:: INSTRUCCIONES DE LA TAREA ::
Responde con brevedad a estas preguntas sobre el fragmento acerca de la compilación del kernel:
(a) ¿Qué comando recomienda Txema para averiguar qué controladora de discos se tiene?
(b) ¿Qué comando sugiere esteban_conde para ver cómo se nombran las particiones?
(c) ¿Qué etiqueta propone jemjem añadir?

:: FRAGMENTO DEL TEXTO ::

Perdona se me fue la olla, no se como pense que lo hiciste con genkernel, aunque la verdad quizas deberias hacerlo, de todos modos luego puedes tu editar y volver a compilar con lo que quieras. Yo por ejemplo lo he hecho con genkernel y ya lo he vuelto a compilar varias veces para agregar cosas.

----------

## Txema

Para compilar un kernel sin genkernel tienes que saber lo que estás haciendo, revisa los drivers para los discos duros, hace tiempo que los hd* fueron sustituidos por los sd* para cualquier disco duro, no solo los serial ATA, yo tengo un SATA y dos IDE normalitos y los tres están como sd*

Haz un lspci a ver qué controladora de discos tienes y compila su driver en el kernel  :Wink: 

P.D: si no sabes cual es siempre puedes compilar todos los drivers y ya cuando arranque todo bien vas descartando hasta quedarte solo con el que a ti te interesa

----------

## esteban_conde

 *Txema wrote:*   

> P.D: si no sabes cual es siempre puedes compilar todos los drivers y ya cuando arranque todo bien vas descartando hasta quedarte solo con el que a ti te interesa

 

Pues sí, a lo mejor tambien ayuda ejecutar fdisk -l para ver como nombra las particiones.

----------

## pelelademadera

 *esteban_conde wrote:*   

>  *Txema wrote:*   P.D: si no sabes cual es siempre puedes compilar todos los drivers y ya cuando arranque todo bien vas descartando hasta quedarte solo con el que a ti te interesa 
> 
> Pues sí, a lo mejor tambien ayuda ejecutar fdisk -l para ver como nombra las particiones.

 

es correcto, pero si cambia la version de udev o del kernel entre el live y gentoo puede que llame hd** o sd** si las versiones difieren

----------

## sadonfa

Txema: Gracias tenias toda la razón era el kernel el que no estaba reconociendo el disco duro solo instale esos driver y listo y funciono gracias gran ayuda

----------

## jemjem

Creo que si pones [Solucionado] estaría bien, me alegro de que lo hayas solucionado, aunque sigo pensando que haberlo hecho con genkernel te hubiera venido bien.

----------

:: DATOS PROPORCIONADOS ::
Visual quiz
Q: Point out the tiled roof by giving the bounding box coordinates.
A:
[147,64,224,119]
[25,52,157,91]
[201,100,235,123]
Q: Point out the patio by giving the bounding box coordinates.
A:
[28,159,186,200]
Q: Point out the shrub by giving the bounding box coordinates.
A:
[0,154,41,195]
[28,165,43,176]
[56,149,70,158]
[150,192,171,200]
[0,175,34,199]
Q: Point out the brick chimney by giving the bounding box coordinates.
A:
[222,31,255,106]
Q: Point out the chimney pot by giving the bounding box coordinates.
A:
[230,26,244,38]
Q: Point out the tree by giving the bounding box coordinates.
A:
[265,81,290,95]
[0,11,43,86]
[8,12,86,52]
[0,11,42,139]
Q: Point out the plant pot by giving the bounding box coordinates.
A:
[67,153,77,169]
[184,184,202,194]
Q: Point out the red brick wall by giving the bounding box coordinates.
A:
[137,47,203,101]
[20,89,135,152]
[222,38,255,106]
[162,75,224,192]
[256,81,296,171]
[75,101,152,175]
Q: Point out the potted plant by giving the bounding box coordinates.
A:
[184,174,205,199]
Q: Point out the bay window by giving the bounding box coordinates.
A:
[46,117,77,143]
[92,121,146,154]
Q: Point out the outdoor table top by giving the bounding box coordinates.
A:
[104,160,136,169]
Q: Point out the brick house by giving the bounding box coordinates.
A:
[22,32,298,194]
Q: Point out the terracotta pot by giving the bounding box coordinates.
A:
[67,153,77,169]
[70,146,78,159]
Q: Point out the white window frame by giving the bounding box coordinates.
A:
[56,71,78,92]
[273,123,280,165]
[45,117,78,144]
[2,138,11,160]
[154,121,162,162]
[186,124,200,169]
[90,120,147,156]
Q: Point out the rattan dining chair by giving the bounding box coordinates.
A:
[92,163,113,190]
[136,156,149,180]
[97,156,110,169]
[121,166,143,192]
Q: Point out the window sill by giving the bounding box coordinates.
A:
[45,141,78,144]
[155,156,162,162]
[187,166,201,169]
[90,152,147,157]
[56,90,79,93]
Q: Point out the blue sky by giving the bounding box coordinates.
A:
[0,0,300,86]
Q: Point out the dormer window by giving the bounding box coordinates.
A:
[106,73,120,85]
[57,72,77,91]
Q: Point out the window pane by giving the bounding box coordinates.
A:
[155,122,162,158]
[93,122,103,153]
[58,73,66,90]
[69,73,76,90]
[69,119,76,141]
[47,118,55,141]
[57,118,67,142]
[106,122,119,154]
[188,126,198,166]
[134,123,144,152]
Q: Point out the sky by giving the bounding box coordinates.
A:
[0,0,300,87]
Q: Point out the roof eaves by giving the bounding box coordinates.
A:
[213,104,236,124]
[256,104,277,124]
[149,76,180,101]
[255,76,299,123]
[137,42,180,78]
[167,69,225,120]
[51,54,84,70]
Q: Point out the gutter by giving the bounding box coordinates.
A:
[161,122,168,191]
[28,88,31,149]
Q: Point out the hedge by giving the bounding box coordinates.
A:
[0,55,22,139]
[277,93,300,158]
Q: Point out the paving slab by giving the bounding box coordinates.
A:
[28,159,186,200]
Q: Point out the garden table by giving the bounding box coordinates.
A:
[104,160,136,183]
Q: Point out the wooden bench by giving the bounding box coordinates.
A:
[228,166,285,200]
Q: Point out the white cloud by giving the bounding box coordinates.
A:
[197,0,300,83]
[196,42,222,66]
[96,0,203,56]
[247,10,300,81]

:: RESULTADO DEL EJERCICIO ::
(a) lspci
(b) fdisk -l
(c) [Solucionado]